(Stored items)
______________________________

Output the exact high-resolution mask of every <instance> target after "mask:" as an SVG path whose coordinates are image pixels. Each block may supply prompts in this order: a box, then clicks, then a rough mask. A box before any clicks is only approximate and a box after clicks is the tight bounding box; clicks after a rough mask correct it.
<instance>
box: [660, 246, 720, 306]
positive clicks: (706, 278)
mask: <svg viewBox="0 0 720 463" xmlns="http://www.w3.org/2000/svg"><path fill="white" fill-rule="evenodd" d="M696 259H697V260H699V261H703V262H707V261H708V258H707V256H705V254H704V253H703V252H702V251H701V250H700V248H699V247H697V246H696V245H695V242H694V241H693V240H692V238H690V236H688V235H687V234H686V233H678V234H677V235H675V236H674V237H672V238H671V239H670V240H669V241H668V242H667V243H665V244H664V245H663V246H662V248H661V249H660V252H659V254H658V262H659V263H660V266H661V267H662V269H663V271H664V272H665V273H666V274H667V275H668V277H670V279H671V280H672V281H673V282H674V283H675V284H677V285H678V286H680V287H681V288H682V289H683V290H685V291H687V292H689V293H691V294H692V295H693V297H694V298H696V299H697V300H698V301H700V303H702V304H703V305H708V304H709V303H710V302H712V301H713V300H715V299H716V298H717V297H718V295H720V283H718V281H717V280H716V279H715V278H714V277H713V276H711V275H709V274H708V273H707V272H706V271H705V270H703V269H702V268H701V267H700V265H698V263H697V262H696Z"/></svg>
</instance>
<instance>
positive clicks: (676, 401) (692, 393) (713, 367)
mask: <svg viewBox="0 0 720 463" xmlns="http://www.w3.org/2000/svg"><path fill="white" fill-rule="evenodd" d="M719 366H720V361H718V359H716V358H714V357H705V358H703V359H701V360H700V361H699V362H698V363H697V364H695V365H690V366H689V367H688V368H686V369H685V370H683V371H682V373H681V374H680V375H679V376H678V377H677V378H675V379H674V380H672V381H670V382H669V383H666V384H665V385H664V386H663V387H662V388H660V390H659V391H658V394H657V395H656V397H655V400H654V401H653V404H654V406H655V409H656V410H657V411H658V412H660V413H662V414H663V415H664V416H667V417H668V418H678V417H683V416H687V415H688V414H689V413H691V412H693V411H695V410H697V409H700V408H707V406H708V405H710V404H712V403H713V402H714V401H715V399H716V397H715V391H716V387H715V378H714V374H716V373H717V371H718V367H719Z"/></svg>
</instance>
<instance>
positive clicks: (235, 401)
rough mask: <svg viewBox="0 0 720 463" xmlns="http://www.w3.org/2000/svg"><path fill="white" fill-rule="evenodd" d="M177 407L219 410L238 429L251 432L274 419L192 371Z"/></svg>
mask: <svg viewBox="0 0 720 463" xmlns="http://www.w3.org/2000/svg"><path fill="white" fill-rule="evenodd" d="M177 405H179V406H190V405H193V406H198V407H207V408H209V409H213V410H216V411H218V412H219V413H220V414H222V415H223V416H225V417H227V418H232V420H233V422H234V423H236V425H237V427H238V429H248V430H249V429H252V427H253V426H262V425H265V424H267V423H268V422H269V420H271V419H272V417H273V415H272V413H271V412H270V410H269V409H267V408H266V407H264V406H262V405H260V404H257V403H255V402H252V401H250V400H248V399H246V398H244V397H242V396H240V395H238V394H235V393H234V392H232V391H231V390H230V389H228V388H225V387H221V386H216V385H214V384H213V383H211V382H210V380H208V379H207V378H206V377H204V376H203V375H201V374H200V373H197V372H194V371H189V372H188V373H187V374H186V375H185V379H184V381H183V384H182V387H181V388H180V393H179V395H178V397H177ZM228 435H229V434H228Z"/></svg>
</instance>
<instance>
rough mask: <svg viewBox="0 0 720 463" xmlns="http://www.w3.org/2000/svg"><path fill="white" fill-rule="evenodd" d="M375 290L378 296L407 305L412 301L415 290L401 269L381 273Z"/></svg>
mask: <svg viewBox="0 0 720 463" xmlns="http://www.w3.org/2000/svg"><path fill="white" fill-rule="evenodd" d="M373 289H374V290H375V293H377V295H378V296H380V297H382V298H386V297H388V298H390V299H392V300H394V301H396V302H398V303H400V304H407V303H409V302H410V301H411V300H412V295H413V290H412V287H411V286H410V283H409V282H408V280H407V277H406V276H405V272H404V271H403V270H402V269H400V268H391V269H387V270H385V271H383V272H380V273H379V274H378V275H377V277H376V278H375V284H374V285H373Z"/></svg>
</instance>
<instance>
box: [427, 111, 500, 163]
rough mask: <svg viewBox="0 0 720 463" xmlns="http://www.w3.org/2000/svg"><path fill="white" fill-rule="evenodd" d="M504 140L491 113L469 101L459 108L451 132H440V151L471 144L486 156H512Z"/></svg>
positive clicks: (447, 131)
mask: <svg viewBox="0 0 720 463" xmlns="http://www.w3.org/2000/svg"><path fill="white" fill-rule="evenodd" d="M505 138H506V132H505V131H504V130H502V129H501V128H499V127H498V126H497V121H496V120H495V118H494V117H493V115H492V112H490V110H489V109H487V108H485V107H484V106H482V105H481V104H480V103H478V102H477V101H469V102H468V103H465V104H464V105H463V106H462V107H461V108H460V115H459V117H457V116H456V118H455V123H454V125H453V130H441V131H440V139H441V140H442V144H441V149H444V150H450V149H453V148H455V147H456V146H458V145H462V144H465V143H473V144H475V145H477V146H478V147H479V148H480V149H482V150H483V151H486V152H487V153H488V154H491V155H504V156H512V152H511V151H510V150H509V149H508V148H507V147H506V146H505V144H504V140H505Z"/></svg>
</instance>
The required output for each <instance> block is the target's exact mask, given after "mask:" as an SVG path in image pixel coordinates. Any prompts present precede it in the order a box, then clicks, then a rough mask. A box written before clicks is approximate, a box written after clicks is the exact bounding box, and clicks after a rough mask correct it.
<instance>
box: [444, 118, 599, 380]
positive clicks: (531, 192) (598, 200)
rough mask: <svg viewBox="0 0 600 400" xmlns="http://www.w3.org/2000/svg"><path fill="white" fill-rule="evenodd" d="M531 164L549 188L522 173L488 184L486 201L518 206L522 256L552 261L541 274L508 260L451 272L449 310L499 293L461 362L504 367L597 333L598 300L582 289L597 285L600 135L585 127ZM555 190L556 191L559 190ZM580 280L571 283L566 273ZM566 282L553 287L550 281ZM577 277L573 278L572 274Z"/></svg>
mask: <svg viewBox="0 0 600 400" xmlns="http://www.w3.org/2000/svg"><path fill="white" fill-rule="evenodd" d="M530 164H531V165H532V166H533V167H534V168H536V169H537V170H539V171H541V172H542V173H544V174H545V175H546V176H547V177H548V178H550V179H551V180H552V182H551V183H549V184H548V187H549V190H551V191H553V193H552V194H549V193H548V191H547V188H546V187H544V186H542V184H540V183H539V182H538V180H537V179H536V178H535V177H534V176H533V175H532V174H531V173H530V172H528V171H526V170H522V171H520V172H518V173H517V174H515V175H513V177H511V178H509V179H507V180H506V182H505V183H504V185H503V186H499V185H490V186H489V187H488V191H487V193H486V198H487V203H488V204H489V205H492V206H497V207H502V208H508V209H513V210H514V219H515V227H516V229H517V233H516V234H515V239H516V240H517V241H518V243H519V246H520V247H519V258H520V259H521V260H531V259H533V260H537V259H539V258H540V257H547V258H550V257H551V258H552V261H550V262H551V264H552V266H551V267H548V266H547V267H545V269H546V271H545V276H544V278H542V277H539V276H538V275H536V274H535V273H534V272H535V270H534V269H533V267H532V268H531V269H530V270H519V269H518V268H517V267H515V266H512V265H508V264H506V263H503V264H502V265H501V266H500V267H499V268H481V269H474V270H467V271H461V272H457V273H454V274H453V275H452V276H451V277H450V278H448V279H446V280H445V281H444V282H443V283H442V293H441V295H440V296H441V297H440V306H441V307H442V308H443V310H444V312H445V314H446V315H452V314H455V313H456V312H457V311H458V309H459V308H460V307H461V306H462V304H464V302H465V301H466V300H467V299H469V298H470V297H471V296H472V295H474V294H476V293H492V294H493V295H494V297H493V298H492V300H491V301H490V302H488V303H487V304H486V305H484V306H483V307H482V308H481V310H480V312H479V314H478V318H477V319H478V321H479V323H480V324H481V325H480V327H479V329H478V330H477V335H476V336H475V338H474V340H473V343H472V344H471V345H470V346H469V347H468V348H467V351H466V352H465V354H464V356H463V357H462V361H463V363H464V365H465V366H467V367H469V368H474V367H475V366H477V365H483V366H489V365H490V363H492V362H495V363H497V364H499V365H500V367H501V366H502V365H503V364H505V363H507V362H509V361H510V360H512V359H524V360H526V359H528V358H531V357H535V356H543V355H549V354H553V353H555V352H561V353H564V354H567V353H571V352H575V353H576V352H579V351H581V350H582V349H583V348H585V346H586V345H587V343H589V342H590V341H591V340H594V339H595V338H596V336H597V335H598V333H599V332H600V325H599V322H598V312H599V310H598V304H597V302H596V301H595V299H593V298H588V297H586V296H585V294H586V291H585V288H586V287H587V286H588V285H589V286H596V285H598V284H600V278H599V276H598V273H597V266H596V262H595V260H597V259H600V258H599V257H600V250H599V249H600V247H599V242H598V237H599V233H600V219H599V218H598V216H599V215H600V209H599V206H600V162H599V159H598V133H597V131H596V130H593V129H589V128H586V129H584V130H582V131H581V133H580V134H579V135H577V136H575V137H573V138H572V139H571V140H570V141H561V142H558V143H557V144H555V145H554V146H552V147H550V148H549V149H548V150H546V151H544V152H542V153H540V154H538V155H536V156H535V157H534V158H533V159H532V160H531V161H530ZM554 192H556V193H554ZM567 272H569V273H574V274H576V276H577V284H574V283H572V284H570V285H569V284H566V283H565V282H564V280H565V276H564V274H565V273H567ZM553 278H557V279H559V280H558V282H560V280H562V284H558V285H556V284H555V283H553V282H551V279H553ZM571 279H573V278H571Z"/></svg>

______________________________

Which lines of the material contain the string "positive"? Return each of them in full, treating uppercase and lowercase as different.

[Task result]
positive clicks: (706, 278)
positive clicks: (676, 401) (692, 393) (713, 367)
positive clicks: (235, 401)
positive clicks: (447, 131)
positive clicks: (531, 192) (598, 200)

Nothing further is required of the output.